Marginal $R^{2}$ calculated for the chosen Angle Only model was .02, indicating that approximately 2% of the variance in accuracy was explained by the fixed effects of the model. The conditional $R^{2}$ was .07, indicating that approximately 7% of the variance in accuracy was explained by both fixed and random effects in the model. As seen in Table 4, the model intercept set as 40° was statistically significant. Angle 80° was not a significant predictor of accuracy. However, Angle 120° was a significant predictor with a 1.69 decrease in accuracy score (%). Angle 160° was not a significant predictor. The variance for the individual variance in performance for each participant as a random effect in the model was 1.21 $(S D = 1.10)$ .

Table 4

Table 4. Selected Model Reporting for Accuracy Fixed Effects Upper and lower confidence intervals (CI) have been calculated using the Wald method Model equation: Accuracy $\sim$ Angle $+$ (1 $∣$ Subject).

4.3 Post-hoc analysis

A post hoc analysis to understand the relationship between RT and accuracy across participants was conducted. A Spearman’s Rank Order Correlation between mean RT and mean percentage correct for all conditions revealed a significant weak negative relationship $(r_{s} (70) = - . 18, p = . 002)$ .

:: Records ::
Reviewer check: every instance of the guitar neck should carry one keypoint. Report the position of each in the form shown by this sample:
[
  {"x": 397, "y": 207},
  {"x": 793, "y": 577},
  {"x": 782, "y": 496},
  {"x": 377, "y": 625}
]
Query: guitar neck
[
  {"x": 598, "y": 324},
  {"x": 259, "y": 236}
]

:: Objective 1 ::
Indicate whether each statement below agrees with the model results: (a) Angle 80° was a significant predictor of accuracy. (b) The conditional $R^{2}$ was .07. (c) The Spearman correlation showed a strong positive relationship between mean RT and mean percentage correct. For each statement, answer yes or no and quote the words of the model results that decide it.
:: Objective 2 ::
According to the model results, what method was used to calculate the upper and lower confidence intervals?
:: Objective 3 ::
Transcribe the portion of the model results between "Table 4. Selected" and "(1 $∣$ Subject).", inclusive.

:: Complete answer 1 ::
(a) No: "Angle 80° was not a significant predictor of accuracy."
(b) Yes: "The conditional $R^{2}$ was .07"
(c) No: "revealed a significant weak negative relationship"

:: Complete answer 2 ::
The Wald method.

:: Complete answer 3 ::
Table 4. Selected Model Reporting for Accuracy Fixed Effects Upper and lower confidence intervals (CI) have been calculated using the Wald method Model equation: Accuracy $\sim$ Angle $+$ (1 $∣$ Subject).